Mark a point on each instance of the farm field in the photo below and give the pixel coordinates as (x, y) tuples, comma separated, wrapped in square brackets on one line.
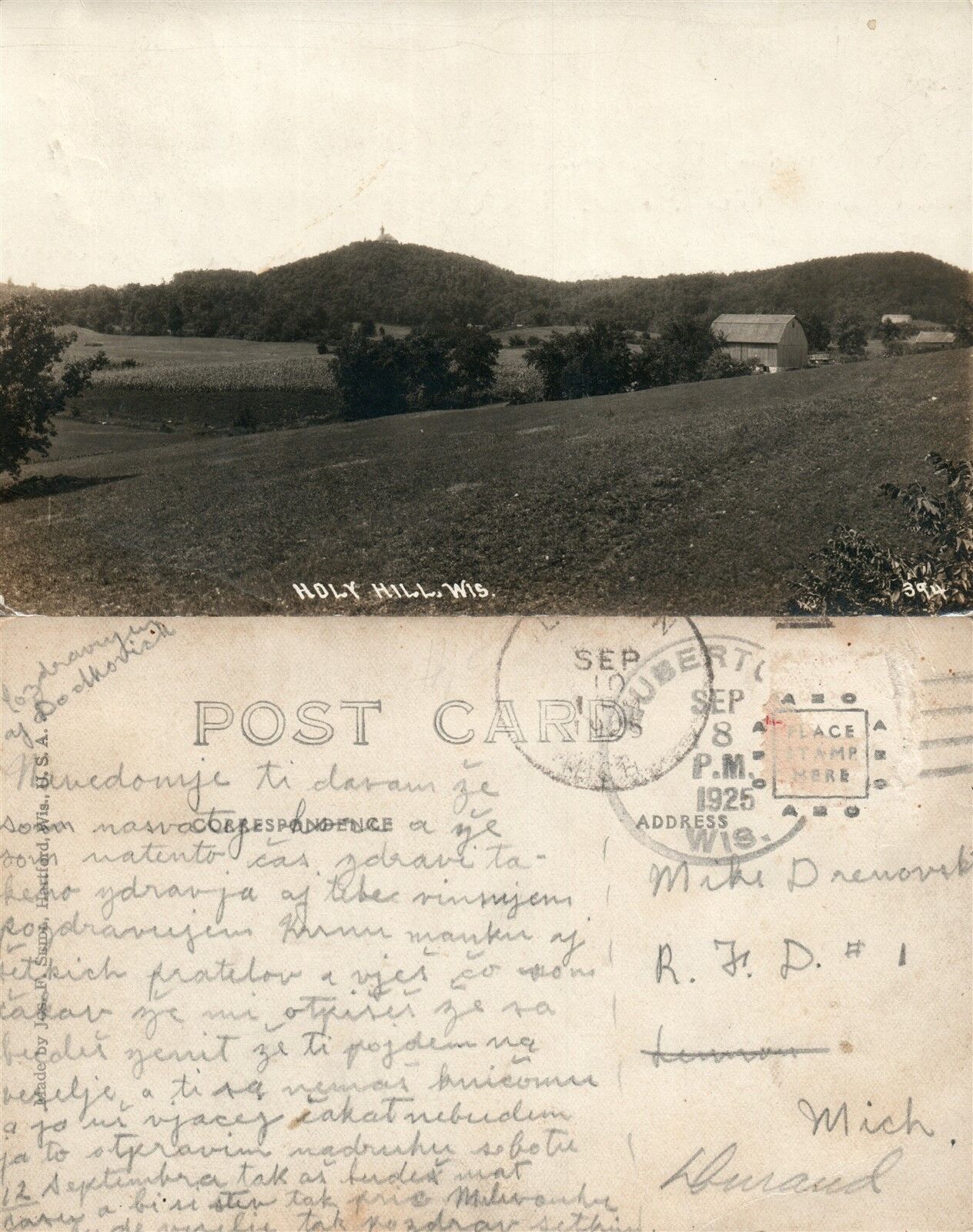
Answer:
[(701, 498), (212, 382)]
---------------
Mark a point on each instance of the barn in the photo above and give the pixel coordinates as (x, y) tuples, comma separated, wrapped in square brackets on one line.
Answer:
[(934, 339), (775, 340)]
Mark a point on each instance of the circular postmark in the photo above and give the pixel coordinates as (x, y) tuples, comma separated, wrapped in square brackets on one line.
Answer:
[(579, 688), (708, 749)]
---------------
◆ **PROBLEM TO WORK ON**
Print the rows from the line containing "Mark a point on each instance of the farm" through the line containing "[(701, 498), (212, 382)]", including both of those lines, with every line reproduced unchanged. Leave the picture out of your answer.

◆ **ANSWER TO THIS PROBLEM**
Mark a point on each instance of the farm field in the photo below and give the pixel coordinates as (x, y) tuples, comma separated, wrapped in square brackets on one line.
Answer:
[(701, 498), (212, 382)]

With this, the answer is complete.